* _TRECHO FORNECIDO_
━━━
Dramaturgia, direção e trilha sonora excelentes!
A história começa com a chegada de um Circo-Teatro a uma região fictícia chamada Vale do Soturno, no interior do sertão nordestino, onde os estados do Ceará, do Rio Grande do Norte, da Paraíba e de Pernambuco se confundiriam. A trupe, liderada por Sultana (Adrén Alvez), ensaia seu novo espetáculo: “As novas aventuras de Dom Quixote de La Mancha”, em que Escaramuça (Eduardo Rios) interpretará o personagem título, Cabantõe (Renato Luciano) será o fiel escudeiro Sancho Pança e Mosquito (Fábio Enriquez) será a mula Rocinante. De repente, às vésperas da apresentação, chegam ao acampamento o casal Lucas Fortunato (Alfredo Del Penho) e Iracema Moraes (Rebeca Jair). Um diz que eles estão casados há um ano, outro que há um mês. É preciso decidir se eles serão aceitos ou não no grupo de artistas. Aos poucos, fica-se sabendo o que está por trás do interesse desses dois últimos em fugir com o circo.
A região dO Soturno é dominada por duas famílias inimigas: a do major Antônio Moraes (Ricca Barros) e a da matriarca Eufrásia Fortunato (Ádren Alvez). Ele é tio da jovem Iracema, ela é avó do jovem Lucas. Quando Lucas raptou Iracema, matou dois jagunços do tio de sua amada. E agora Antônio Moraes quer vingança. Nesse sentido, a trupe de Sultana se vê no meio de uma guerra sertaneja com a qual tem mais relações do que gostaria.
━━━
* _MATERIAL FORNECIDO_
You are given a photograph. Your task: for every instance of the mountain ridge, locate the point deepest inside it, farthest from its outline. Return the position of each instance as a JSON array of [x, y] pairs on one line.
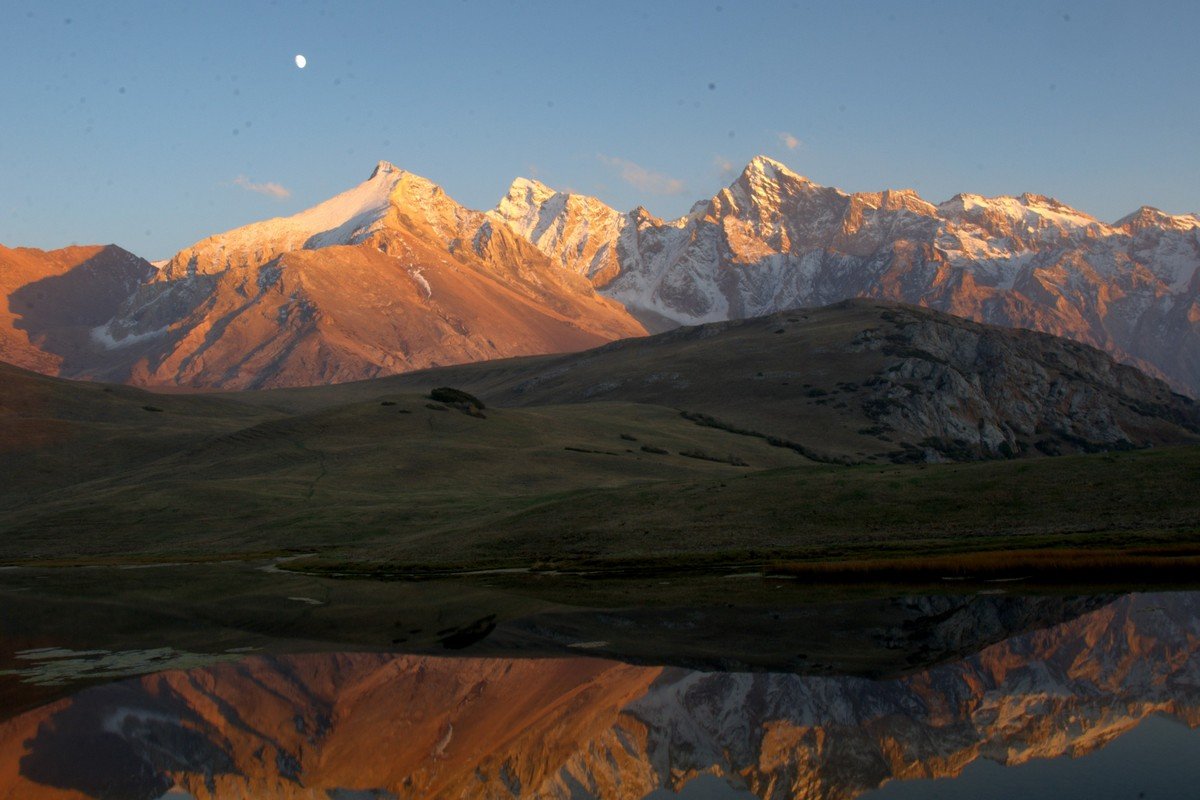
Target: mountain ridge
[[774, 240], [345, 289]]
━━━
* _A FAZER_
**A.** Por favor, redigite o trecho sobre a peça, começando em "A história começa" e terminando em "com o circo.".
**B.** Responda com base no trecho sobre a peça:
(i) Qual é o nome da região fictícia onde a história começa?
(ii) Que papel Mosquito fará no novo espetáculo da trupe?
(iii) Quantos jagunços Lucas matou quando raptou Iracema?

* _RESPOSTAS_
**A.**
A história começa com a chegada de um Circo-Teatro a uma região fictícia chamada Vale do Soturno, no interior do sertão nordestino, onde os estados do Ceará, do Rio Grande do Norte, da Paraíba e de Pernambuco se confundiriam. A trupe, liderada por Sultana (Adrén Alvez), ensaia seu novo espetáculo: “As novas aventuras de Dom Quixote de La Mancha”, em que Escaramuça (Eduardo Rios) interpretará o personagem título, Cabantõe (Renato Luciano) será o fiel escudeiro Sancho Pança e Mosquito (Fábio Enriquez) será a mula Rocinante. De repente, às vésperas da apresentação, chegam ao acampamento o casal Lucas Fortunato (Alfredo Del Penho) e Iracema Moraes (Rebeca Jair). Um diz que eles estão casados há um ano, outro que há um mês. É preciso decidir se eles serão aceitos ou não no grupo de artistas. Aos poucos, fica-se sabendo o que está por trás do interesse desses dois últimos em fugir com o circo.

**B.**
(i) Vale do Soturno.
(ii) A mula Rocinante.
(iii) Dois.